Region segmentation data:
+-------+

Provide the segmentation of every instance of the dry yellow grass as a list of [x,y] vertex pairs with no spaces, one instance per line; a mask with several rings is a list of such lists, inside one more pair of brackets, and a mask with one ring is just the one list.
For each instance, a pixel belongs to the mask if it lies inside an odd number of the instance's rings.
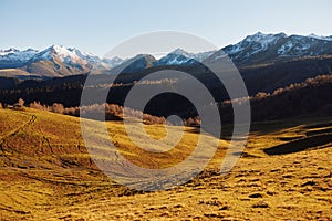
[[[329,134],[332,119],[256,124],[231,172],[218,173],[228,145],[220,141],[201,175],[157,192],[131,190],[98,171],[84,148],[77,118],[0,109],[0,220],[332,220],[331,143],[288,155],[263,151]],[[127,159],[151,168],[169,166],[165,156],[152,159],[136,148],[121,123],[107,126]],[[145,129],[155,138],[165,136],[164,126]],[[173,157],[170,165],[196,144],[198,135],[185,130],[178,147],[166,154]]]

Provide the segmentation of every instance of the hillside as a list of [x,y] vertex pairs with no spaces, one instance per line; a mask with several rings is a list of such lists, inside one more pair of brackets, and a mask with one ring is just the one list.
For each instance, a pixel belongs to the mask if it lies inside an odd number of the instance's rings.
[[[332,118],[257,123],[230,173],[218,173],[228,147],[220,140],[203,173],[158,192],[124,188],[98,171],[84,148],[77,118],[25,108],[0,109],[0,120],[1,220],[332,219]],[[112,139],[133,162],[149,168],[169,166],[165,156],[147,156],[136,149],[122,123],[110,122],[107,128],[116,133]],[[155,138],[165,135],[162,125],[145,128]],[[177,133],[180,128],[170,129]],[[197,140],[195,129],[185,130],[169,155],[172,164],[188,155]],[[320,136],[330,138],[298,151],[297,140],[320,140]],[[290,154],[268,155],[270,148],[287,148]]]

+-------+

## Task details:
Put the material above into a two-column CSV with the headers "request" and "mask," giving one row per labeling request: its text in the first field and its polygon answer in the second, each field quoted and with line breaks replaced by spaces. Leave out the pictures.

## The answer:
request,mask
"Provide the segmentation of every instance of the dry yellow grass as a list of [x,y] vertex pairs with no spaces, one instance per line; a mask with several rings is a list of such lists, inside one more pair of brackets, and a mask with one ring is just the one list. For each instance, a pixel belongs to the mask if it lies inside an odd number of the instance's rings.","[[[329,134],[332,119],[256,124],[231,172],[218,173],[228,145],[220,141],[201,175],[157,192],[131,190],[98,171],[84,148],[77,118],[0,109],[0,220],[332,220],[331,143],[288,155],[263,151]],[[127,159],[151,168],[169,166],[165,156],[152,159],[136,148],[121,123],[107,126]],[[145,129],[155,138],[165,136],[164,126]],[[173,157],[170,165],[196,144],[198,135],[185,130],[178,147],[166,154]]]"
"Provide the segmentation of every instance of the hillside as a list of [x,y] vertex pairs with no spaces, one instance per line; a mask with several rings is a list of such lists, inside one more pair of brackets, and a mask with one ring is just the one list. For each instance, a pixel belongs to the mask if it lies inside an odd number of the instance's rings.","[[[332,118],[257,123],[230,173],[218,173],[228,147],[220,140],[203,173],[158,192],[124,188],[98,171],[84,148],[77,118],[25,108],[0,109],[0,120],[1,220],[332,219]],[[112,139],[133,162],[149,168],[169,166],[165,156],[147,156],[136,149],[122,123],[110,122],[107,128],[116,133]],[[155,138],[165,135],[162,125],[145,128]],[[177,133],[180,128],[170,129]],[[197,140],[195,129],[185,130],[169,155],[172,164],[188,155]],[[320,136],[330,138],[298,151],[297,140],[320,140]],[[290,154],[268,155],[270,148],[287,148]]]"